## DATA SECTION
● ● ● ● ●
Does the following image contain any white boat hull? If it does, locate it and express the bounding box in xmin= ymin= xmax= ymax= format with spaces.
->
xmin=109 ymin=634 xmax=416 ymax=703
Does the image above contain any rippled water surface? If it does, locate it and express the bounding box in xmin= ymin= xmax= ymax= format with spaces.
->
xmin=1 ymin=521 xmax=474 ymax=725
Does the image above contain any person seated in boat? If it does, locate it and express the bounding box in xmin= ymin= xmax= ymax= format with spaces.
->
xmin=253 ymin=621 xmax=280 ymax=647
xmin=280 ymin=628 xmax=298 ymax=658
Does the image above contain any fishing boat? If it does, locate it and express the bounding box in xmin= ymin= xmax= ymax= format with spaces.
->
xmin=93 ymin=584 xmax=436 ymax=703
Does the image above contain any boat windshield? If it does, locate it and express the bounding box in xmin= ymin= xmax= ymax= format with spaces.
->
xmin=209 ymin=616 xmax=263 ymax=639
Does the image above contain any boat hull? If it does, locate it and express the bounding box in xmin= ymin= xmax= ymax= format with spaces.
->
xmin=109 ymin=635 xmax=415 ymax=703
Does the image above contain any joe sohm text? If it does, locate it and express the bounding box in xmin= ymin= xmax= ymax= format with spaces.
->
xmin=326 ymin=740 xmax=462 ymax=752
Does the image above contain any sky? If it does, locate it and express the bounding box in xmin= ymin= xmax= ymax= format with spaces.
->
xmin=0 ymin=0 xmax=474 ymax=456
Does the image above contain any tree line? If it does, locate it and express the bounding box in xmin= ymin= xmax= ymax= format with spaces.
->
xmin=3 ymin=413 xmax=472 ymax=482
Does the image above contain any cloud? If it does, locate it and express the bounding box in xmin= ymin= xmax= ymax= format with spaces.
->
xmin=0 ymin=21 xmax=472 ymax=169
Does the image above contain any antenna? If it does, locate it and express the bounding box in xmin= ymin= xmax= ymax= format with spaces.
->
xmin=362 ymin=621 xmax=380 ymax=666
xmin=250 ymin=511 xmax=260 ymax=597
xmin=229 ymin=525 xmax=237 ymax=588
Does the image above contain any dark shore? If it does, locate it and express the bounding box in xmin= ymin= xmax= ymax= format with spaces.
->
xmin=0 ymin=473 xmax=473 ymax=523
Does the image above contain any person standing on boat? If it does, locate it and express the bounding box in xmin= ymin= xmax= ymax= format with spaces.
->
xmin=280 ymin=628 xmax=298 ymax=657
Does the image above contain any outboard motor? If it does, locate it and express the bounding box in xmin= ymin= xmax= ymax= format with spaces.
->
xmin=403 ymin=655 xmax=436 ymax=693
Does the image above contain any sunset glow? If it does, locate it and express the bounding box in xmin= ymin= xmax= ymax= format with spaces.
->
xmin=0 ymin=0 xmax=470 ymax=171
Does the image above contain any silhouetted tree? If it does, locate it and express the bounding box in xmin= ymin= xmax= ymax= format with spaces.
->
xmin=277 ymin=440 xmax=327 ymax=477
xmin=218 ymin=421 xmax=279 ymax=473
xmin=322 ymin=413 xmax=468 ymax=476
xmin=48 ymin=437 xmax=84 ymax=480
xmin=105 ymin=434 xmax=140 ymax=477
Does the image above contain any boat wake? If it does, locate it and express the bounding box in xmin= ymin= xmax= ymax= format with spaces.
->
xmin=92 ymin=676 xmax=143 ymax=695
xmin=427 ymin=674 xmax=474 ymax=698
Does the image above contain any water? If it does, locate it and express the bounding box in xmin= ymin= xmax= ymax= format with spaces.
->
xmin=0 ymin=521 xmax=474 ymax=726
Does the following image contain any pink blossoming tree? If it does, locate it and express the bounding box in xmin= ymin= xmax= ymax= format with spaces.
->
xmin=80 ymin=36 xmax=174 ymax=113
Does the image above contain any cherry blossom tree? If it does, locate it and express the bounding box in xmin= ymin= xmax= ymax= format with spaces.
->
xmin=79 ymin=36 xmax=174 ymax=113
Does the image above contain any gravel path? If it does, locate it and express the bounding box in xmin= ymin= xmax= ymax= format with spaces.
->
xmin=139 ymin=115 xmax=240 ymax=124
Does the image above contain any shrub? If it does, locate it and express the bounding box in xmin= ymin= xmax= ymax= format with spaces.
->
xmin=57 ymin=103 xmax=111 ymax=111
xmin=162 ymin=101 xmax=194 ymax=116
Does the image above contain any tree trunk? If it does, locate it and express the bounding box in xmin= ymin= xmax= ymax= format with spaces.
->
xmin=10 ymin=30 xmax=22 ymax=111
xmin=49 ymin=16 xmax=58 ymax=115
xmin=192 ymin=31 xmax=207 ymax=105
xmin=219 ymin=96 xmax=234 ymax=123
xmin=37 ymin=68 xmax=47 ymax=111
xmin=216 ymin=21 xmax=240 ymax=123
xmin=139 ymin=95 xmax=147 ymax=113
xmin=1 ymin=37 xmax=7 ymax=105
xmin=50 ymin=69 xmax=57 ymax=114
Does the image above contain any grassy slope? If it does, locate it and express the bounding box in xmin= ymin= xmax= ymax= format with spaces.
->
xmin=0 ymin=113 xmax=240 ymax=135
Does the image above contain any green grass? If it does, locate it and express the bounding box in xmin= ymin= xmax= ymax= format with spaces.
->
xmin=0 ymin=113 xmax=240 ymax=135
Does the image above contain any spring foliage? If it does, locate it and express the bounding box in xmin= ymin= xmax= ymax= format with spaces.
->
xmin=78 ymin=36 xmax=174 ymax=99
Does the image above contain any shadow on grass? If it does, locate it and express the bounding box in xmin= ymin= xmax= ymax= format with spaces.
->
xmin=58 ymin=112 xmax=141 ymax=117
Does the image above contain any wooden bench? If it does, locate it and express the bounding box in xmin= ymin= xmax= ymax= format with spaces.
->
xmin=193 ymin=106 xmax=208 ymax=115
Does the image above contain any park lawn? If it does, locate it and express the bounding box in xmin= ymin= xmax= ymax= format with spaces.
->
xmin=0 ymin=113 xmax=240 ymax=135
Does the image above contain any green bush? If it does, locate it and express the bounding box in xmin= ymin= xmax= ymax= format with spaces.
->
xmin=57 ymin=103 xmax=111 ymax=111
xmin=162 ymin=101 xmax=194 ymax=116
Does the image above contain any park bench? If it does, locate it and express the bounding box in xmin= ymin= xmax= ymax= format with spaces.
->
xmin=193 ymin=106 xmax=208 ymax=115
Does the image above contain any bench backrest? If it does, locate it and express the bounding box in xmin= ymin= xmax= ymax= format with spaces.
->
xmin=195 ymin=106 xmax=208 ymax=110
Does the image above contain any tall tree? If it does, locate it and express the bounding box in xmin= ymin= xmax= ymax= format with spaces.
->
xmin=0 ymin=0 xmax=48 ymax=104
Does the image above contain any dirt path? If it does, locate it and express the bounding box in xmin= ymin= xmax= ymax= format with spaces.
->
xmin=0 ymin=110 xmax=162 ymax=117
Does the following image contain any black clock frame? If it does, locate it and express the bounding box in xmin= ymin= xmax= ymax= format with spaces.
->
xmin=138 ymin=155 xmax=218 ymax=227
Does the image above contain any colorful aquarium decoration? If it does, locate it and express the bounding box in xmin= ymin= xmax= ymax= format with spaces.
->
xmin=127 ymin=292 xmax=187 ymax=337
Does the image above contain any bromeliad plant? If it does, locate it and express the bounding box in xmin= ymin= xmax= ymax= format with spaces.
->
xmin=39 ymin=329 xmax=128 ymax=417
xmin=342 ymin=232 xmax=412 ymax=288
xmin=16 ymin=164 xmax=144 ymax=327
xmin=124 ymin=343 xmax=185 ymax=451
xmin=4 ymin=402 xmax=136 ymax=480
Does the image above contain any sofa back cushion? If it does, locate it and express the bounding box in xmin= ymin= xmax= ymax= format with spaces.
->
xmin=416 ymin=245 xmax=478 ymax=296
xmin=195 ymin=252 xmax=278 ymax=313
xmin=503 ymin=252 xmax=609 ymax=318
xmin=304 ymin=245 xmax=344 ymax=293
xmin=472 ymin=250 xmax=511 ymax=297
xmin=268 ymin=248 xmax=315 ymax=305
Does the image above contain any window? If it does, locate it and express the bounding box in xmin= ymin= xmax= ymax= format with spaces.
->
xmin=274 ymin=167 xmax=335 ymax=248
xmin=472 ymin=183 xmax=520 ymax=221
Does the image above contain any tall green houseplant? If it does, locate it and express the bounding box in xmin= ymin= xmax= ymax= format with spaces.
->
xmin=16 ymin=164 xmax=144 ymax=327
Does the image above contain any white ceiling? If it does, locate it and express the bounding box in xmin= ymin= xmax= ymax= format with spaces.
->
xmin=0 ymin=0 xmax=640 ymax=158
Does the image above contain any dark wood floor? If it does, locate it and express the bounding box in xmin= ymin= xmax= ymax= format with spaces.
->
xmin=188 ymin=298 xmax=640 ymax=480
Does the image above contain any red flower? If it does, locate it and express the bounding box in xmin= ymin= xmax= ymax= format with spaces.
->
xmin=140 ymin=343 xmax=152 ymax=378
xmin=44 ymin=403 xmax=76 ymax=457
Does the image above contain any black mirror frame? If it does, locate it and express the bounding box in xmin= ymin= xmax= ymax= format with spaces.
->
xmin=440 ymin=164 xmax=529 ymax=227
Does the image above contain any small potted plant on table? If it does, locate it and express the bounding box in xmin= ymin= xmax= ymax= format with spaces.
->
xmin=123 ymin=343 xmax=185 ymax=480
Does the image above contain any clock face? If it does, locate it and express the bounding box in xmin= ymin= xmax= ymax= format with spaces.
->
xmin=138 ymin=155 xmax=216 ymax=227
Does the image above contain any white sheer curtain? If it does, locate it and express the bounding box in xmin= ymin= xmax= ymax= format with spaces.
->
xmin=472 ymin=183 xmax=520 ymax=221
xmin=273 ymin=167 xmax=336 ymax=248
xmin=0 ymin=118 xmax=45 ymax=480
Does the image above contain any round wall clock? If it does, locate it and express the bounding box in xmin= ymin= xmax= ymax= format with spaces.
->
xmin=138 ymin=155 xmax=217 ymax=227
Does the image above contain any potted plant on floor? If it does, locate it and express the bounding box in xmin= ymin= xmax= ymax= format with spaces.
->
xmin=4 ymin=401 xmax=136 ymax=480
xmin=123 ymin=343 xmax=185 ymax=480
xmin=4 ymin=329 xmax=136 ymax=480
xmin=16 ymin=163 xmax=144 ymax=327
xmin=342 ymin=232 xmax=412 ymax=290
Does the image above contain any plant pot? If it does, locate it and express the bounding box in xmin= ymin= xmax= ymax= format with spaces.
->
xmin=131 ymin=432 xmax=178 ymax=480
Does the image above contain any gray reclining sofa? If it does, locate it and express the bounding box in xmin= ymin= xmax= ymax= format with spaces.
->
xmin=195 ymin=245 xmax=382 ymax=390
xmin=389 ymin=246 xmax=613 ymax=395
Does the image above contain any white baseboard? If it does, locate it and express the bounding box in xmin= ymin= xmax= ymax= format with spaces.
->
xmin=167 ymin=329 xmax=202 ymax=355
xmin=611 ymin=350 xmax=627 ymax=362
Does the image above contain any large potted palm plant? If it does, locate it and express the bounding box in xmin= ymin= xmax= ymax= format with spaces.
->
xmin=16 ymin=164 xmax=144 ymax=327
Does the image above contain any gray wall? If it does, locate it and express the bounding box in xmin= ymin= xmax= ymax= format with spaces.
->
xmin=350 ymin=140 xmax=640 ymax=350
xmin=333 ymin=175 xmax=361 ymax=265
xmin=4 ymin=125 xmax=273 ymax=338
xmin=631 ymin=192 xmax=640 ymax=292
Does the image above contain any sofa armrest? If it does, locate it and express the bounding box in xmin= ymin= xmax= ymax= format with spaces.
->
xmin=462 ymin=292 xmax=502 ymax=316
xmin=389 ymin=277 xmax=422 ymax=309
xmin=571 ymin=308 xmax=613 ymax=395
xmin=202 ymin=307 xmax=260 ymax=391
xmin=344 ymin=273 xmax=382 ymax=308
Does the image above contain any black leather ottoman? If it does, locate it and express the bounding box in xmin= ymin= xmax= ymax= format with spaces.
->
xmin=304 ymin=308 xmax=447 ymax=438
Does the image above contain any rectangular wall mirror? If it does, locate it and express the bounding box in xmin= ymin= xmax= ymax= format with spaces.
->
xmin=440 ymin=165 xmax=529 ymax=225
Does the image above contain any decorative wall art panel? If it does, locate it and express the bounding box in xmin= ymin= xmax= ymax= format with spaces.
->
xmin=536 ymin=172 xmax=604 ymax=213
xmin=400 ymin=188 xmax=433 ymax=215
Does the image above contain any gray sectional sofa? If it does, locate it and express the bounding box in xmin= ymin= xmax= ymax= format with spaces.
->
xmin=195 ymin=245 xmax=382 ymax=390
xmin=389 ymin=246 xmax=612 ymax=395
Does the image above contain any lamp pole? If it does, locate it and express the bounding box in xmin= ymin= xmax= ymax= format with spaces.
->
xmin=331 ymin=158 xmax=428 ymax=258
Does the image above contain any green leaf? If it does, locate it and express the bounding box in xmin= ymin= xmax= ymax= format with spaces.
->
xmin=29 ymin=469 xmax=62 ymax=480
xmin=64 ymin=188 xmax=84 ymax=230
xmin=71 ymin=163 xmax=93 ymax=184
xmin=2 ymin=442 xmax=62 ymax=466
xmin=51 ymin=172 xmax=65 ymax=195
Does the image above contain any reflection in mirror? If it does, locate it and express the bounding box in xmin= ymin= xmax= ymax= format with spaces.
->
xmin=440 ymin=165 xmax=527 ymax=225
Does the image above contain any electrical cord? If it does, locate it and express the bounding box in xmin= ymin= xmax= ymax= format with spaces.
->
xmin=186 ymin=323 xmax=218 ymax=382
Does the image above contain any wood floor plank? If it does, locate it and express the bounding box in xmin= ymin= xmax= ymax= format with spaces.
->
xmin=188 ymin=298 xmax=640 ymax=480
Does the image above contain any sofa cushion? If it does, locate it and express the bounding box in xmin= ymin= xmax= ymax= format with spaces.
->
● ● ● ● ●
Reproduce the rows between the line holding "Does the image above contain any white baseboard?" and the line holding "xmin=631 ymin=192 xmax=640 ymax=292", inclusive, switching "gray wall" to "beige wall" and leaving everything else unchanged.

## CORRECT RESULT
Does the image above contain any white baseboard? If it does, locate it and express the bounding box in xmin= ymin= xmax= ymax= format with spaces.
->
xmin=167 ymin=329 xmax=202 ymax=355
xmin=611 ymin=350 xmax=627 ymax=362
Does the image above contain any large potted palm plant? If it does, locate it and express the bounding box in xmin= ymin= xmax= ymax= format with spaces.
->
xmin=16 ymin=164 xmax=144 ymax=327
Does the image above contain any beige wall? If it does, locate it and express the bounding box in xmin= ymin= xmax= ymax= format with spaces.
->
xmin=350 ymin=140 xmax=640 ymax=350
xmin=333 ymin=175 xmax=361 ymax=265
xmin=4 ymin=125 xmax=273 ymax=338
xmin=631 ymin=192 xmax=640 ymax=292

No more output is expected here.